If a line holds an image, leave the image out; write out everything else in the records exactly.

--- Input data ---

= Beginning of Section =

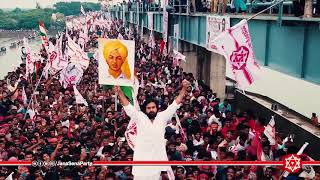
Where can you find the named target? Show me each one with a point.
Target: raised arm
(183, 91)
(128, 108)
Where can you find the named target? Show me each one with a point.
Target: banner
(176, 36)
(79, 97)
(235, 45)
(131, 16)
(77, 54)
(123, 15)
(165, 26)
(116, 62)
(150, 21)
(215, 26)
(71, 75)
(138, 14)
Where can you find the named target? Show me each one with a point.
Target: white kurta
(150, 142)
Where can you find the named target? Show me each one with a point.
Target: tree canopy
(29, 19)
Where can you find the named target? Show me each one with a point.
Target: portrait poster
(131, 16)
(116, 62)
(215, 26)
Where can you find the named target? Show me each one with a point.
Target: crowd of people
(297, 8)
(56, 128)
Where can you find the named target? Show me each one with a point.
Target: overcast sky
(32, 3)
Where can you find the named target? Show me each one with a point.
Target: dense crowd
(56, 128)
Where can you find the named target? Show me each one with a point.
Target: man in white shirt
(150, 143)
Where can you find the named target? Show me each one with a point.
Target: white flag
(10, 176)
(235, 44)
(131, 131)
(176, 57)
(29, 60)
(71, 75)
(141, 32)
(24, 96)
(77, 54)
(270, 131)
(82, 10)
(79, 98)
(120, 36)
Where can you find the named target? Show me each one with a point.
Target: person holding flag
(150, 143)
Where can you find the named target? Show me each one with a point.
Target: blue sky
(32, 3)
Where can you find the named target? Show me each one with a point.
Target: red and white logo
(292, 163)
(239, 57)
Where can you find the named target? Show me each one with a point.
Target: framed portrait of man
(116, 62)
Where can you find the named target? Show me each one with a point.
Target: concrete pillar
(218, 74)
(308, 9)
(204, 59)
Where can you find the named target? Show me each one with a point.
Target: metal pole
(257, 14)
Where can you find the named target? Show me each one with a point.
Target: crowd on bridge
(56, 128)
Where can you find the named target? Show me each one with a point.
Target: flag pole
(116, 103)
(257, 14)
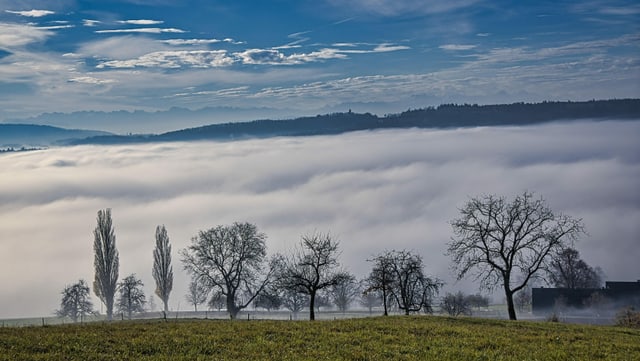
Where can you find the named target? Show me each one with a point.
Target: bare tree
(477, 301)
(197, 294)
(345, 292)
(313, 267)
(382, 278)
(162, 269)
(370, 299)
(456, 304)
(131, 299)
(75, 302)
(269, 299)
(568, 270)
(411, 290)
(294, 301)
(106, 261)
(522, 298)
(217, 301)
(507, 244)
(231, 259)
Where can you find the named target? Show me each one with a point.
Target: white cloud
(32, 13)
(403, 7)
(373, 190)
(90, 80)
(174, 59)
(191, 41)
(90, 23)
(141, 30)
(141, 22)
(383, 48)
(12, 35)
(120, 47)
(457, 47)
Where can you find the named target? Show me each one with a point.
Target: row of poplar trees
(106, 263)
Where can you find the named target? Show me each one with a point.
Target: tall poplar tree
(162, 269)
(106, 261)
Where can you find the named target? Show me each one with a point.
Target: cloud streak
(32, 13)
(373, 190)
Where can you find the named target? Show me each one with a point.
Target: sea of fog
(374, 190)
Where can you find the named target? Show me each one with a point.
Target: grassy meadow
(379, 338)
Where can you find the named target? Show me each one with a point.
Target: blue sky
(311, 56)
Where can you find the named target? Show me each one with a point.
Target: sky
(307, 57)
(375, 190)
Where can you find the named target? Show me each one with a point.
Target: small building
(614, 296)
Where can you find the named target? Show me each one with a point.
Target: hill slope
(444, 116)
(380, 338)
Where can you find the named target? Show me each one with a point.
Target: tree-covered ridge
(443, 116)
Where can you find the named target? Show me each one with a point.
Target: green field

= End of Section =

--- Task answer ---
Where can you find the named target? Show me each one with a point.
Target: raised arm
(183, 91)
(128, 108)
Where can you find the named target? Show me each one with a point.
Target: banner
(176, 36)
(79, 97)
(235, 45)
(131, 16)
(77, 54)
(123, 15)
(165, 26)
(116, 62)
(150, 21)
(215, 26)
(71, 75)
(138, 14)
Where can you find the named target? Show me each one with a point.
Target: white kurta
(150, 142)
Where can you find the named target? Show me each one with a point.
Target: tree canopy
(29, 19)
Where can you find the named target? Show me each one with a point.
Target: portrait poster
(131, 16)
(116, 62)
(215, 26)
Where can you find the named target? Show me each one with a point.
Target: crowd of people
(297, 8)
(56, 128)
Where can you find the named target? Show me each one with a point.
Target: overcast sky
(32, 3)
Where can you find the named target? Show me each one with a point.
Target: dense crowd
(56, 128)
Where can you find the named target? Show me each one with a point.
Target: man in white shirt
(150, 143)
Where can you find the named target? Show me each one with a point.
Target: white flag
(10, 176)
(235, 44)
(131, 131)
(176, 57)
(29, 60)
(71, 75)
(141, 32)
(24, 96)
(77, 54)
(270, 131)
(82, 10)
(79, 98)
(120, 36)
Where can you find the named target? Show me each one with a point.
Target: person holding flag
(150, 143)
Where can you find the named target? Show me each one with a point.
Target: blue sky
(32, 3)
Where can you find the named target? Show me each one with a point.
Target: red and white logo
(292, 163)
(239, 57)
Where can you find the named target? Show me each one with a point.
Target: framed portrait of man
(116, 62)
Where can you find the named target? Show me each one with a point.
Target: concrete pillar
(218, 74)
(308, 9)
(204, 59)
Where can you find the named target? Show me each one with a point.
Target: metal pole
(257, 14)
Where can you find the named target? Show me each one with a point.
Target: crowd on bridge
(56, 128)
Where can you find the named target? Show me each one with a point.
Target: flag pole
(116, 103)
(257, 14)
Where can you find the named target? Show me each one with a point.
Target: bare tree
(477, 301)
(197, 294)
(345, 292)
(313, 267)
(382, 278)
(162, 269)
(370, 299)
(456, 304)
(131, 299)
(75, 302)
(269, 299)
(568, 270)
(411, 290)
(294, 301)
(106, 261)
(522, 298)
(217, 301)
(507, 244)
(231, 259)
Where can you find the named target? Show me each one with a point.
Target: white cloud
(32, 13)
(403, 7)
(373, 190)
(90, 80)
(174, 59)
(191, 41)
(90, 23)
(141, 30)
(141, 22)
(383, 48)
(12, 35)
(120, 47)
(457, 47)
Where can you find the named target? Show me each one with a point.
Target: row of poplar trees
(106, 263)
Where can you find the named target? Show me each one with a point.
Target: tall poplar tree
(162, 269)
(106, 261)
Where can you find the named target? Show me each one with a point.
Target: cloud streak
(32, 13)
(373, 190)
Where can you find the named target? Show me each one with a point.
Target: sea of fog
(374, 190)
Where can you find the named target? Show me each one with a point.
Target: grassy meadow
(379, 338)
Where can you find the named target? Show me each one with a point.
Target: blue sky
(311, 56)
Where can you find the named target? Show me each one with a point.
Target: sky
(307, 57)
(375, 190)
Where can you find the named target? Show me each one with a point.
Target: small building
(614, 296)
Where can you find the named target? Show me each one with a point.
Target: hill slope
(444, 116)
(380, 338)
Where can you find the named target? Show me each one with a point.
Target: tree-covered ridge
(443, 116)
Where can you find the named target? Show me each one with a point.
Target: green field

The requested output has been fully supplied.